I am sure there is someone who will rebuke me for even admitting that christians get lonely. Before you start, let me say that I am quite aware that Jesus is always with me. Somehow though, that awareness has not stopped me from experiencing intervals of loneliness. If you are a christian and have never been lonely, even for a bit, then congratulations. You can stop reading now.
For those of us that are not ashamed to admit that as a christian, there are times when loneliness somehow creeps into our lives, keep reading. I think it hides under our bed and waits until we are exhausted and unable to clearly think to strike!
Here's what I know for sure:
You can be in a long-term relationship (such as marriage) and experience loneliness.
You can be surrounded by friends and family yet still be lonely.
You can work a full-time job and do a lot of overtime, and still, it's there.
You can talk a good game and put on a big fake smile, but the loneliness will still be there when you stop smiling.
You can attend church and bible study regularly, and guess what? Yes! You can still be lonely.
*Be not deceived my friends; loneliness has unfortunately snuffed out a lot of seemingly well-to-do, noteworthy individuals!
Why is loneliness bad for you?

Referring-expression pointing data:
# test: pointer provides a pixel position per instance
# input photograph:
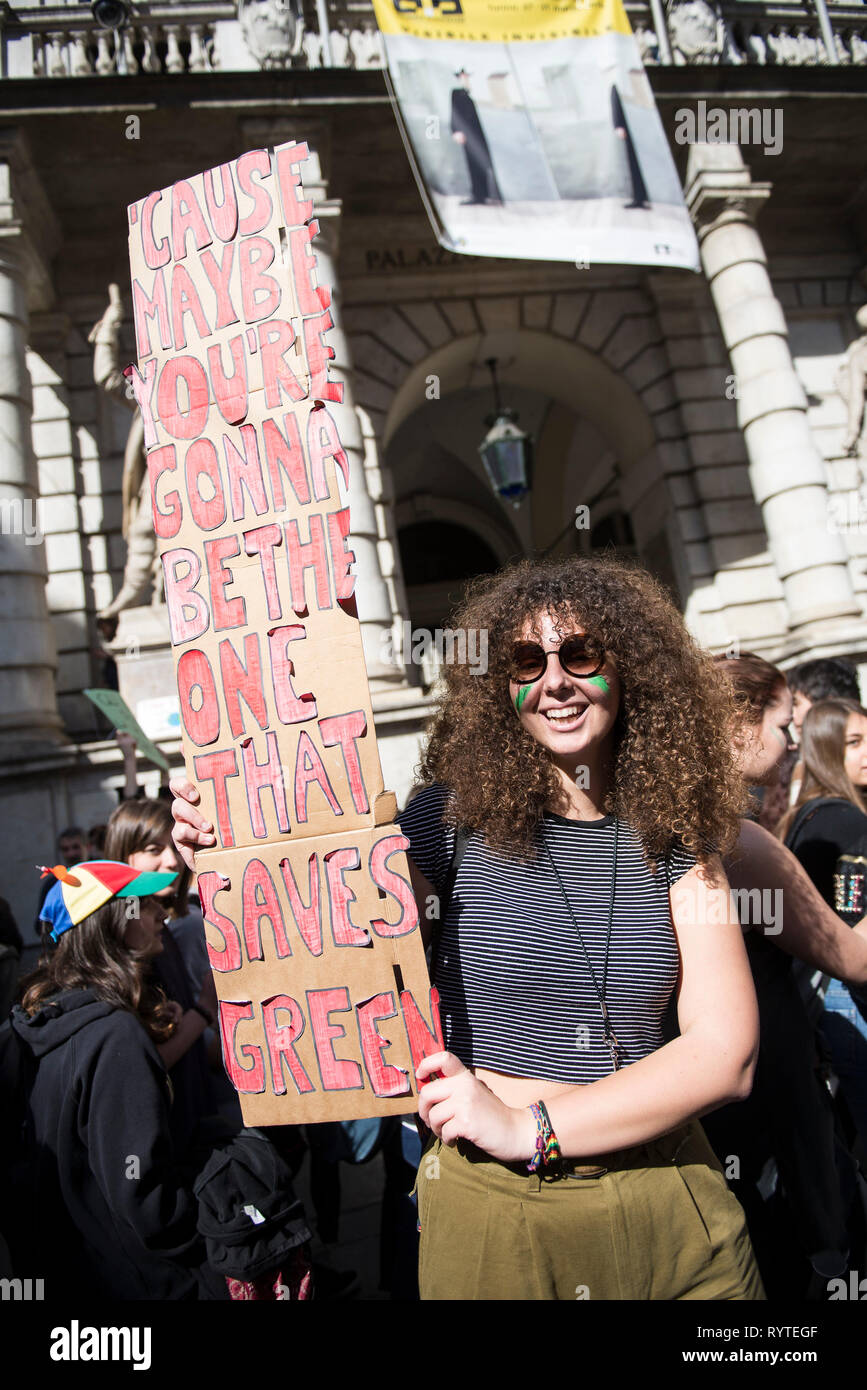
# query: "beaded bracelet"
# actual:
(548, 1144)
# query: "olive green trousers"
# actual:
(653, 1222)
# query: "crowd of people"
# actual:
(650, 954)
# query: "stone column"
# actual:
(787, 471)
(28, 705)
(371, 590)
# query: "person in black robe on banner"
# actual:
(618, 117)
(467, 131)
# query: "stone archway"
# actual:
(582, 387)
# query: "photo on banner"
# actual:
(534, 131)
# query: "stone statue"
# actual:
(852, 384)
(142, 571)
(311, 45)
(648, 43)
(273, 31)
(366, 47)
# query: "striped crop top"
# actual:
(516, 995)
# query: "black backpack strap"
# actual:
(461, 840)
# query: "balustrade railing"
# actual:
(193, 36)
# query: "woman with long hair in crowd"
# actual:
(139, 834)
(580, 781)
(97, 1200)
(827, 830)
(802, 1236)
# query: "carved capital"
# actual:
(720, 188)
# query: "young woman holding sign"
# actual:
(591, 773)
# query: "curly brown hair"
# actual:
(92, 955)
(674, 779)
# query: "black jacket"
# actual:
(824, 829)
(107, 1211)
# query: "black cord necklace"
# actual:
(613, 1044)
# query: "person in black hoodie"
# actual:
(104, 1207)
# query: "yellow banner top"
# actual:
(500, 21)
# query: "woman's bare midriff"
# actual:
(520, 1090)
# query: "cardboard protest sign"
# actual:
(117, 710)
(313, 933)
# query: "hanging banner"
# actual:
(311, 927)
(534, 131)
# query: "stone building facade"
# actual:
(700, 420)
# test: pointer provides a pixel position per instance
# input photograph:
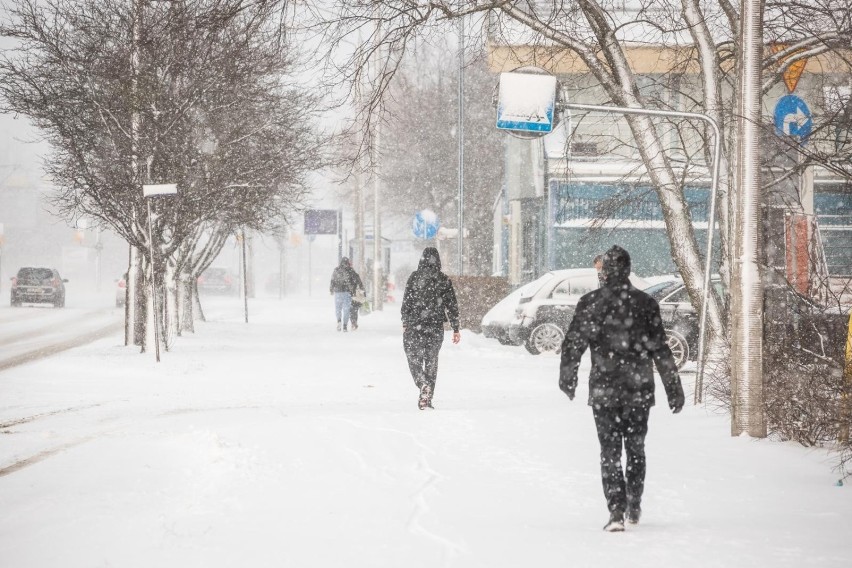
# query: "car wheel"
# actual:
(679, 346)
(545, 338)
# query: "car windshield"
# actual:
(658, 291)
(531, 288)
(575, 286)
(35, 274)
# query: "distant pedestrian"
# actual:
(429, 301)
(343, 285)
(623, 329)
(598, 264)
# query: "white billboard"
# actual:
(526, 102)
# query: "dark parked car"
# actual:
(218, 281)
(35, 284)
(546, 307)
(679, 317)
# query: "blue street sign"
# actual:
(425, 225)
(793, 118)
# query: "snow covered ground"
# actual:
(284, 443)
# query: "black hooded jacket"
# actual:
(623, 328)
(429, 298)
(344, 278)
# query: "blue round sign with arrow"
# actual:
(425, 225)
(793, 118)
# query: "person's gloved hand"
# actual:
(676, 403)
(565, 383)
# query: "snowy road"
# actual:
(284, 443)
(32, 332)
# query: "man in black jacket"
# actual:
(428, 302)
(344, 282)
(623, 328)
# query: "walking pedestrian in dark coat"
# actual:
(428, 302)
(624, 331)
(344, 282)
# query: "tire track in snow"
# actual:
(41, 456)
(451, 549)
(26, 419)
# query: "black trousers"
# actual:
(421, 348)
(622, 426)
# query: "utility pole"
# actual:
(378, 264)
(747, 414)
(461, 149)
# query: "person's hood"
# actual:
(430, 260)
(616, 266)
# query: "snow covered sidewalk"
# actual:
(284, 443)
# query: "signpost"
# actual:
(425, 224)
(151, 191)
(793, 118)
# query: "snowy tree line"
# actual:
(600, 33)
(197, 93)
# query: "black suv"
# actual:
(35, 284)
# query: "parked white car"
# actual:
(546, 309)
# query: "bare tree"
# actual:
(193, 93)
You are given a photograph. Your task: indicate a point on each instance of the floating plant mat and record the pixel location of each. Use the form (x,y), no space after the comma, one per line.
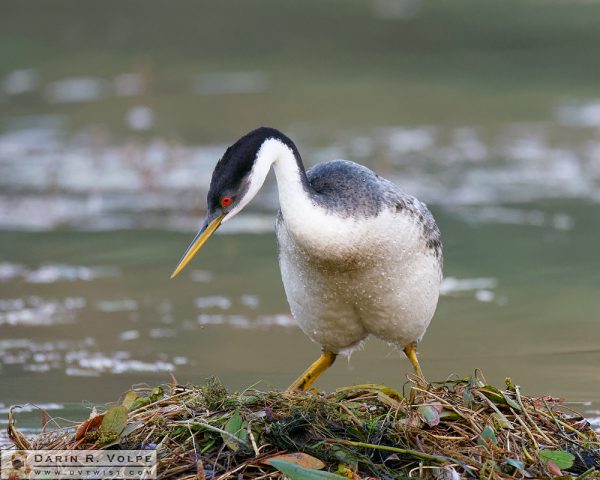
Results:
(460,428)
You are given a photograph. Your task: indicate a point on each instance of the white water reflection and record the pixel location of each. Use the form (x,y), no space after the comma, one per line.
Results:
(54,272)
(35,311)
(50,180)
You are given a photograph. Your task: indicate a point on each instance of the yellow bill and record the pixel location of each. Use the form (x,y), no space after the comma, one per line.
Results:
(203,235)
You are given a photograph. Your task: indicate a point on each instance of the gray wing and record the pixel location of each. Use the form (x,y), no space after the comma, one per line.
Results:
(352,190)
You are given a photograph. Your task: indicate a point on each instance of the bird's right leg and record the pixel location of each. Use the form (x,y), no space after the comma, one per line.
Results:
(411,352)
(313,372)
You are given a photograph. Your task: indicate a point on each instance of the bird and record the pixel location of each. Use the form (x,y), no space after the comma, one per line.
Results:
(358,256)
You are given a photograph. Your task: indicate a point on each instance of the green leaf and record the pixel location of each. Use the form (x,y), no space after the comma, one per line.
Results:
(501,421)
(372,387)
(563,460)
(449,415)
(499,397)
(114,421)
(511,402)
(296,472)
(430,414)
(129,399)
(518,464)
(236,427)
(489,434)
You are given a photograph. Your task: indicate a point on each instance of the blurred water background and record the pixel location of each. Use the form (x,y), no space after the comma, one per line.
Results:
(113,114)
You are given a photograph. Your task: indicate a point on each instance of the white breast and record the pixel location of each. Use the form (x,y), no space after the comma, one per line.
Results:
(347,278)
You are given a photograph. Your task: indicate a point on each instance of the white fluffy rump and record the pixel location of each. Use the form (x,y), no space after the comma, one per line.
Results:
(348,278)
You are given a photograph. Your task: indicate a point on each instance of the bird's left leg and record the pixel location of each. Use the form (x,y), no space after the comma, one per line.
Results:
(313,372)
(411,352)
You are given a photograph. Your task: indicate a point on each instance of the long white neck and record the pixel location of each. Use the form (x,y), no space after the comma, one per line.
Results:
(293,195)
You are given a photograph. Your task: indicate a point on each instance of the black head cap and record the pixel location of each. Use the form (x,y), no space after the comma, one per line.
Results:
(230,176)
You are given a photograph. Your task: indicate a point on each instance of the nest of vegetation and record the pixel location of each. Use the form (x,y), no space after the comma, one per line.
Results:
(453,429)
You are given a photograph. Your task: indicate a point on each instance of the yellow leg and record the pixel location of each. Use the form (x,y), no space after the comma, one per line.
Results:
(411,352)
(313,372)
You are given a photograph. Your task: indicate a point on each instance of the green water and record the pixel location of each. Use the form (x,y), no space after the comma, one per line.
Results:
(334,72)
(541,328)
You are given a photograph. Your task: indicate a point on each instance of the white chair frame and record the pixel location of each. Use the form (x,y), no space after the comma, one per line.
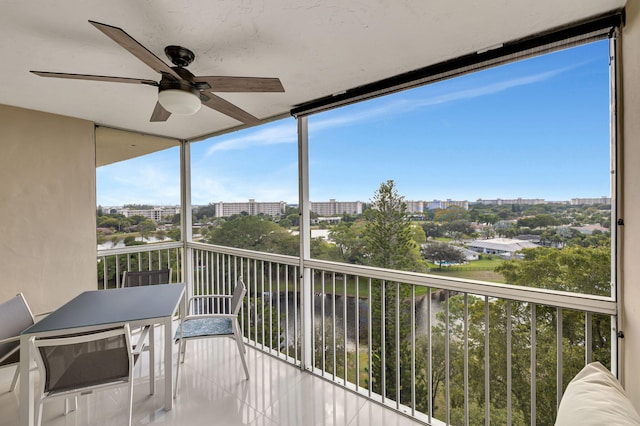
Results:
(181,339)
(18,298)
(133,353)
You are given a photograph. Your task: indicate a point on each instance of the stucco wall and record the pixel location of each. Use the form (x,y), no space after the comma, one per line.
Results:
(47,207)
(631,211)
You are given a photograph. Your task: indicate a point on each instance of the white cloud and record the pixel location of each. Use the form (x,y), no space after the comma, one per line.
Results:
(286,132)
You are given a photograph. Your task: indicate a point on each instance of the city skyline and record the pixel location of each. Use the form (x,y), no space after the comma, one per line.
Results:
(537,128)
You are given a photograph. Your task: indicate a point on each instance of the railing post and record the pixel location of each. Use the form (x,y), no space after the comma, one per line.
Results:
(185,216)
(305,244)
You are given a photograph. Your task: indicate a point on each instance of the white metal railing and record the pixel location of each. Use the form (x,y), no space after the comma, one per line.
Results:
(113,262)
(451,350)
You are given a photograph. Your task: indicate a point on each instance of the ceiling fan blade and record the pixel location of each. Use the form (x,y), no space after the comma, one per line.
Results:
(159,113)
(241,84)
(227,108)
(95,77)
(139,51)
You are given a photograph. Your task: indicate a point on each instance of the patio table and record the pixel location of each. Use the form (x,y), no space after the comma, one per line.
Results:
(95,310)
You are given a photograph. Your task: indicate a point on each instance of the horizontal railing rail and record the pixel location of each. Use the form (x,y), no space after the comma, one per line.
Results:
(440,350)
(113,262)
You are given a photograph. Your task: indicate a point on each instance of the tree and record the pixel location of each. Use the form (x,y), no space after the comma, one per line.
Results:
(387,235)
(349,240)
(439,253)
(388,243)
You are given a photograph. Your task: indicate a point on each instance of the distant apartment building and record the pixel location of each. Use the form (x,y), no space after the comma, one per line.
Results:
(437,204)
(252,208)
(501,201)
(415,206)
(333,207)
(157,214)
(591,201)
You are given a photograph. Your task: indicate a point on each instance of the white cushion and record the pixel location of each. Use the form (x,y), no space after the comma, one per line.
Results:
(595,397)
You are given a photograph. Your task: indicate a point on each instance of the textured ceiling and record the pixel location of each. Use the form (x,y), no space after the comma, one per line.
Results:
(316,48)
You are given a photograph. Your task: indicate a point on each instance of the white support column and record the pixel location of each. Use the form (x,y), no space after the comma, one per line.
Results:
(185,216)
(305,243)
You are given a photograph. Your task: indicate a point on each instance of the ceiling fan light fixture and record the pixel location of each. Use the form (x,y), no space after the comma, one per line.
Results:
(179,102)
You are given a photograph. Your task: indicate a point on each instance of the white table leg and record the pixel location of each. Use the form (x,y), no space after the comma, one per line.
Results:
(26,383)
(168,365)
(152,360)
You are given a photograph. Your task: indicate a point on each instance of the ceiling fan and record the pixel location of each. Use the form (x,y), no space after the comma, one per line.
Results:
(179,91)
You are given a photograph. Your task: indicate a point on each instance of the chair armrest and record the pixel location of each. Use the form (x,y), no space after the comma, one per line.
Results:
(140,345)
(211,296)
(188,317)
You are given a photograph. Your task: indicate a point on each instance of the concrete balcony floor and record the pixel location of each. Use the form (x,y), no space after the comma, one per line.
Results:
(213,391)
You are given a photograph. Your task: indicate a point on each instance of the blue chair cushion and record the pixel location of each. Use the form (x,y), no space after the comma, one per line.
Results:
(201,327)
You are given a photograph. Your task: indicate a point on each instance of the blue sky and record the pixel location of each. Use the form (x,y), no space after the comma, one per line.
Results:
(537,128)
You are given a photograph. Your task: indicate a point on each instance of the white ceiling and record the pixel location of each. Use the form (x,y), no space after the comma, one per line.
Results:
(315,47)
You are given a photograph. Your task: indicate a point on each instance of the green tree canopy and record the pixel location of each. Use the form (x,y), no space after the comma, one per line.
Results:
(439,253)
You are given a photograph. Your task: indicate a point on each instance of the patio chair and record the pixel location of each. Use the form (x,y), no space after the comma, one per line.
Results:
(140,278)
(78,364)
(15,317)
(202,321)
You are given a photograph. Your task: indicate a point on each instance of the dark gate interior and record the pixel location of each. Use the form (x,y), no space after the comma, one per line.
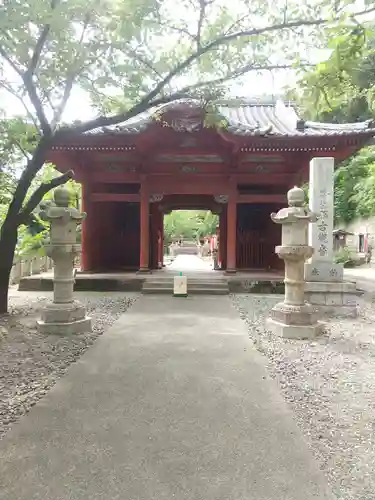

Tasks and exercises:
**a.** In the piece on christians and loneliness, where does the writer suspect loneliness hides while it waits to strike?
**b.** Rewrite the piece on christians and loneliness from "For those of" to "and experience loneliness.", changing "exhausted" to "worn out".

Solved tasks:
**a.** Under our bed.

**b.**
For those of us that are not ashamed to admit that as a christian, there are times when loneliness somehow creeps into our lives, keep reading. I think it hides under our bed and waits until we are worn out and unable to clearly think to strike!
Here's what I know for sure:
You can be in a long-term relationship (such as marriage) and experience loneliness.